An exact reproduction of the entries is needed. Keep all pictures out of it.

Natural-language object grounding data
····················

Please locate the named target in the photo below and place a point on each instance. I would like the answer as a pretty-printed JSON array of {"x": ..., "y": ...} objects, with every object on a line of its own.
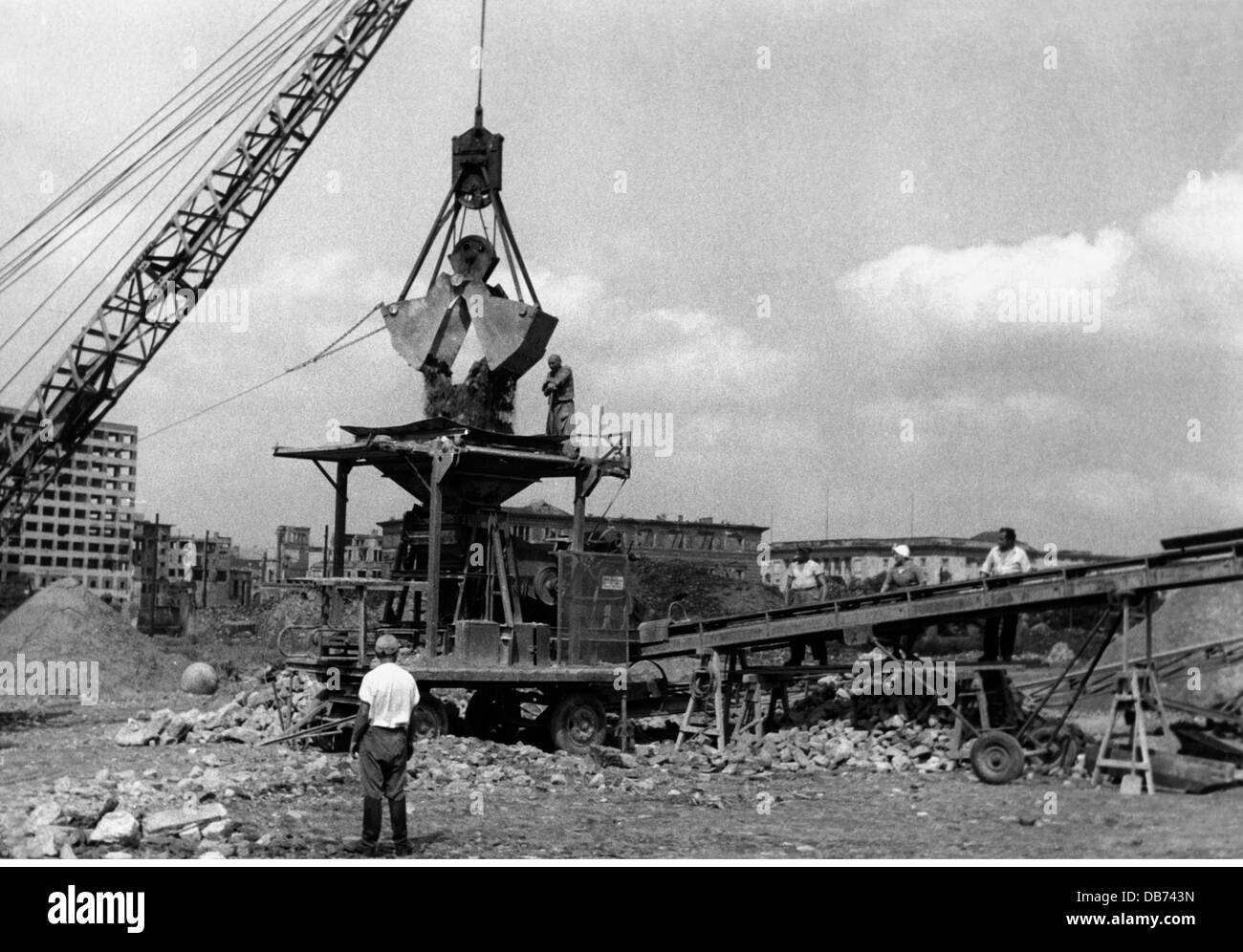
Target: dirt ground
[{"x": 843, "y": 814}]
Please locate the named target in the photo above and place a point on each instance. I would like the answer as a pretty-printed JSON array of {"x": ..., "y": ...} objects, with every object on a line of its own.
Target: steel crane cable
[
  {"x": 140, "y": 129},
  {"x": 483, "y": 17},
  {"x": 40, "y": 248},
  {"x": 324, "y": 352},
  {"x": 249, "y": 95},
  {"x": 127, "y": 255},
  {"x": 132, "y": 249},
  {"x": 19, "y": 266}
]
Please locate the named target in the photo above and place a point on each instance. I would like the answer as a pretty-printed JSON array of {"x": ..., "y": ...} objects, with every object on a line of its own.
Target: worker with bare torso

····················

- **OUTPUT FOR THIS EXERCISE**
Please locate the named target in the photo below and place a point on each instance. I would like the answer as a pretty-printed JSON array of {"x": ..., "y": ...} objects, with every object on a line of its own.
Target: dirt ground
[{"x": 843, "y": 814}]
Please locate the named target in the photo above and place a point on each instance. I would like the answer as a pretty-printed JSON array of {"x": ..., "y": ...} objects, with every object on a line of its own.
Target: steel crane cable
[
  {"x": 140, "y": 129},
  {"x": 483, "y": 17},
  {"x": 40, "y": 248},
  {"x": 324, "y": 352},
  {"x": 249, "y": 95},
  {"x": 127, "y": 255},
  {"x": 132, "y": 249},
  {"x": 19, "y": 266}
]
Please locate the named target in the photo above and place a point on each instance. I would like the answer as a pretty-printed JSON array of {"x": ..., "y": ...} objects, with every object on a line of its own.
Target: worker with bare torso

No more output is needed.